» **문제**
아래 줄 가운데 "white"라는 단어가 들어 있는 줄만 골라 하나도 빠짐없이 옮겨 적으세요.

» **항목**
*-*-*

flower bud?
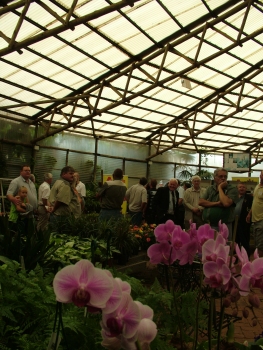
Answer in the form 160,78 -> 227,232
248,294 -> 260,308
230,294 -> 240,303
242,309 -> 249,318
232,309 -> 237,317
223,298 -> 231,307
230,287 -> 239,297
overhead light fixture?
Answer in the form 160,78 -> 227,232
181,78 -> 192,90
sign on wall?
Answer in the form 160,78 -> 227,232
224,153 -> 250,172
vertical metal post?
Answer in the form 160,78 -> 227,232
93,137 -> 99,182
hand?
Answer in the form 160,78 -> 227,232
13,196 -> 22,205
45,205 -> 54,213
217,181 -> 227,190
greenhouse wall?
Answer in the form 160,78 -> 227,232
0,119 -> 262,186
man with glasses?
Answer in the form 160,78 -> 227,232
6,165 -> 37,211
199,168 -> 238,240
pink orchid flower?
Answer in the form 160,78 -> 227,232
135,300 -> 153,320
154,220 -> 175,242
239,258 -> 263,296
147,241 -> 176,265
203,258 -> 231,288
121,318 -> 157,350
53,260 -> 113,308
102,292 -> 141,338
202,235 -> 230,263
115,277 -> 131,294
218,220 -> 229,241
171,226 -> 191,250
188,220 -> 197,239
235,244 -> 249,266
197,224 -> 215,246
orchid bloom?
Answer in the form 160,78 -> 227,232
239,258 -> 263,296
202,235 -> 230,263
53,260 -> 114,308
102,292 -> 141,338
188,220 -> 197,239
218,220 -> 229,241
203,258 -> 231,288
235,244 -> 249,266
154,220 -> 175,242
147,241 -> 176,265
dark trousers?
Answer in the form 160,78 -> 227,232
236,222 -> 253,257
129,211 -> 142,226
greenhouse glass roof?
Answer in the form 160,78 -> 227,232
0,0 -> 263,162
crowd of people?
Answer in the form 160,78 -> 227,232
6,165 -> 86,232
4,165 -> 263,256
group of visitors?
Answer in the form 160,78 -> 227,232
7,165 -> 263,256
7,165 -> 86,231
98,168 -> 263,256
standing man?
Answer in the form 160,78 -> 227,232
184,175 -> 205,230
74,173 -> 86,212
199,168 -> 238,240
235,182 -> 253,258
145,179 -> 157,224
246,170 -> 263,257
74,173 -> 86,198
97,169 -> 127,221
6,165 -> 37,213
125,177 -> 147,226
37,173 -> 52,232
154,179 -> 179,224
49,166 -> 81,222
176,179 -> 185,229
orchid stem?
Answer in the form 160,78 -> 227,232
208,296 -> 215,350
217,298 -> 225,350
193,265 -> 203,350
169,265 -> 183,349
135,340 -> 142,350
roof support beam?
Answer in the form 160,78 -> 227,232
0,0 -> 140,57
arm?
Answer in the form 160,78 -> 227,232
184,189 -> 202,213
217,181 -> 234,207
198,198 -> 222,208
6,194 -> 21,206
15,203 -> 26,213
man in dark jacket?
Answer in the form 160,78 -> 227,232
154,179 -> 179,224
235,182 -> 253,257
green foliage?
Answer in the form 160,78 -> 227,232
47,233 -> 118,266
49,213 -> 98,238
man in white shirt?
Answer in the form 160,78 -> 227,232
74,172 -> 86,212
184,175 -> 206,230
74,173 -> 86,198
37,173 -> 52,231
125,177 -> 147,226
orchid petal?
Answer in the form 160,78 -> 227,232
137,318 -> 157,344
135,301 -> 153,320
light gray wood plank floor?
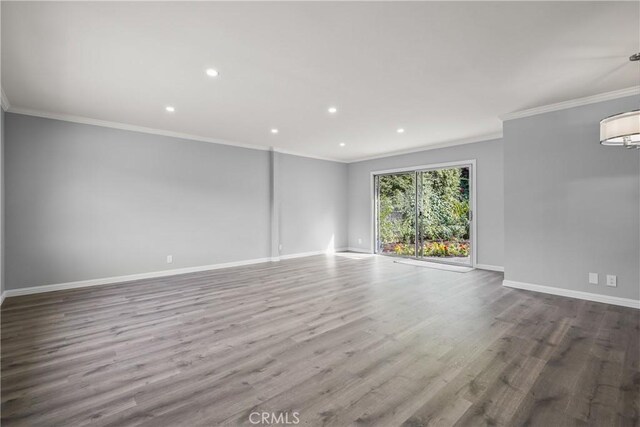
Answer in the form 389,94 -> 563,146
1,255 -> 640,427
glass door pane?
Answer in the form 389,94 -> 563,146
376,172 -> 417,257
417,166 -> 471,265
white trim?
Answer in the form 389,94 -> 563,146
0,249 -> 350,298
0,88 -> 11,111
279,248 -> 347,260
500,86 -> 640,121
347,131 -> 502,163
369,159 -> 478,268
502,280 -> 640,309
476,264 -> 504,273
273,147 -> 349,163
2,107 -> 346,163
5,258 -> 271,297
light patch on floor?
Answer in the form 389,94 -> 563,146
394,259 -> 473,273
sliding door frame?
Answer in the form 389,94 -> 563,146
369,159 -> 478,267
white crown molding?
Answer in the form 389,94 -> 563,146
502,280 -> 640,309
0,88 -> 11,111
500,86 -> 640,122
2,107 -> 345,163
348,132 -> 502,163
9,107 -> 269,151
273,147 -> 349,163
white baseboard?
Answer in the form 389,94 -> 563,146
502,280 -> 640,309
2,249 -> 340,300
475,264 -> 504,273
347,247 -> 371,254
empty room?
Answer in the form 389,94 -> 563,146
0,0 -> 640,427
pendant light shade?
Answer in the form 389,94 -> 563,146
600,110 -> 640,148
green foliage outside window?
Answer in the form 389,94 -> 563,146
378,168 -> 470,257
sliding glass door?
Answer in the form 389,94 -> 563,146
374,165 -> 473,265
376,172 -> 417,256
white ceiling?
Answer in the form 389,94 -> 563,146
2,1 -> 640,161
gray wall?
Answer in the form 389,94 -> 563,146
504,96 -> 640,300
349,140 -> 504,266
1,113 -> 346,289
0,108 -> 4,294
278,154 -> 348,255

*-*-*

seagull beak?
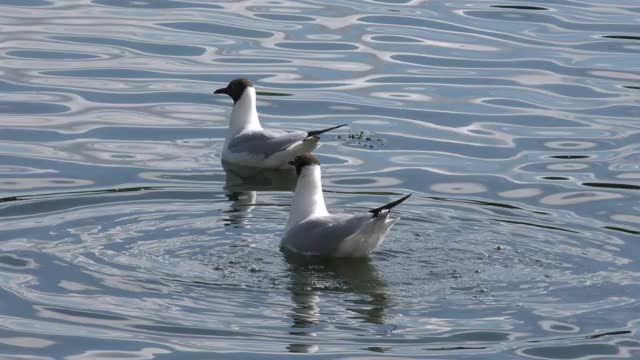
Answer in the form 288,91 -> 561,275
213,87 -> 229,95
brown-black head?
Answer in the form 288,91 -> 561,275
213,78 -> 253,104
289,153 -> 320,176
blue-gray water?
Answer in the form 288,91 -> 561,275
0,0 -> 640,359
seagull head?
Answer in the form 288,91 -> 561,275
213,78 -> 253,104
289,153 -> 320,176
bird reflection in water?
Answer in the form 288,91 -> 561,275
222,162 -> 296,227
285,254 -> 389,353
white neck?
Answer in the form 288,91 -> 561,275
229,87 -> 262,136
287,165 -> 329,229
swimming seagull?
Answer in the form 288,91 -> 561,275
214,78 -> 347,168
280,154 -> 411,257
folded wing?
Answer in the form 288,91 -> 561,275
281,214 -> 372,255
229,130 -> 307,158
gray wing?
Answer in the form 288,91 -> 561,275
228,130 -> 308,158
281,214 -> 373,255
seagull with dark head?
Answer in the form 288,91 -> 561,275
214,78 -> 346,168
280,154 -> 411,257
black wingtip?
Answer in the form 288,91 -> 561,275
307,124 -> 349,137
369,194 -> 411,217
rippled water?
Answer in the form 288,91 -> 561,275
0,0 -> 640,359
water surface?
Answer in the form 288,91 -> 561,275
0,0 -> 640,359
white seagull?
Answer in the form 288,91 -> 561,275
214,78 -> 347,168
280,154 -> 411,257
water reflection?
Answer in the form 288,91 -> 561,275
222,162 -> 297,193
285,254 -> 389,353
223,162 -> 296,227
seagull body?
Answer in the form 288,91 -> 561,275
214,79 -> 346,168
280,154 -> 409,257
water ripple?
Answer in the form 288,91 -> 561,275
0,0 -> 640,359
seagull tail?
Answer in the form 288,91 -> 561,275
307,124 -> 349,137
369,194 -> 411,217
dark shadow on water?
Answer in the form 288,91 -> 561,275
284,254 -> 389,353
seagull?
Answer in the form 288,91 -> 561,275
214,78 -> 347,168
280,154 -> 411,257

*-*-*

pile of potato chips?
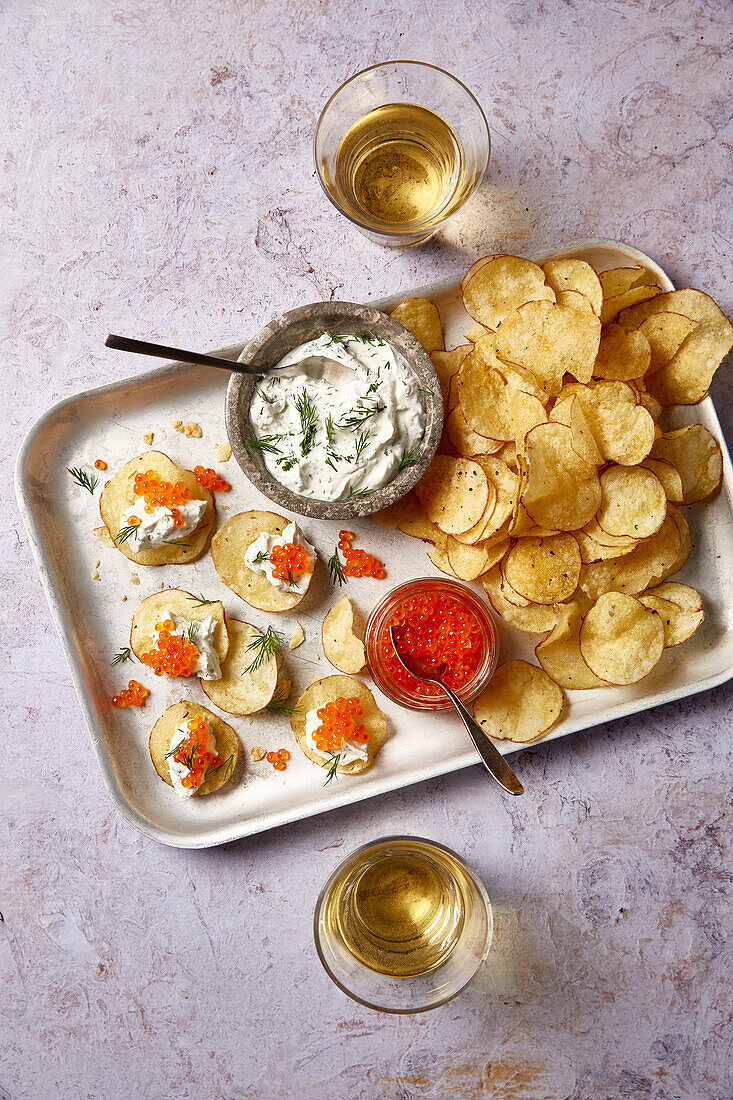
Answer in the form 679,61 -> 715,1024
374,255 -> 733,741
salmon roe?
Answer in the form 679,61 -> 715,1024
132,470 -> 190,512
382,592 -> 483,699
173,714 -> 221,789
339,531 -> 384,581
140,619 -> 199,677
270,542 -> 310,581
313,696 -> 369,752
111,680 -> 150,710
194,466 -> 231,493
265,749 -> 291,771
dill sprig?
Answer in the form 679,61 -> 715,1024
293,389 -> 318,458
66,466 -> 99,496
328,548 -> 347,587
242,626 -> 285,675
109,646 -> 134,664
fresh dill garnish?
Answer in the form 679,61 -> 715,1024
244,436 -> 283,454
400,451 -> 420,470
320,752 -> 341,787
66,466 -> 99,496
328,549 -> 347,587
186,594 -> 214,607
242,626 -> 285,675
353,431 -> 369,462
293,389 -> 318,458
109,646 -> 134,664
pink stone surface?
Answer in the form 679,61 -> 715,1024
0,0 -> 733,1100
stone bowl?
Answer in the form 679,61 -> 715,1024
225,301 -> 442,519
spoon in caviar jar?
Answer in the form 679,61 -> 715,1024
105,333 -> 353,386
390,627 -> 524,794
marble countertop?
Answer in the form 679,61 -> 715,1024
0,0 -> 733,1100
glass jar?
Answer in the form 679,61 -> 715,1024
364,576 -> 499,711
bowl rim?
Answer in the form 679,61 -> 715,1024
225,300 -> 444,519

*-*-*

» **풀이**
man in white shirt?
white trim?
white crown molding?
white baseboard?
white ceiling?
white neck?
white seagull?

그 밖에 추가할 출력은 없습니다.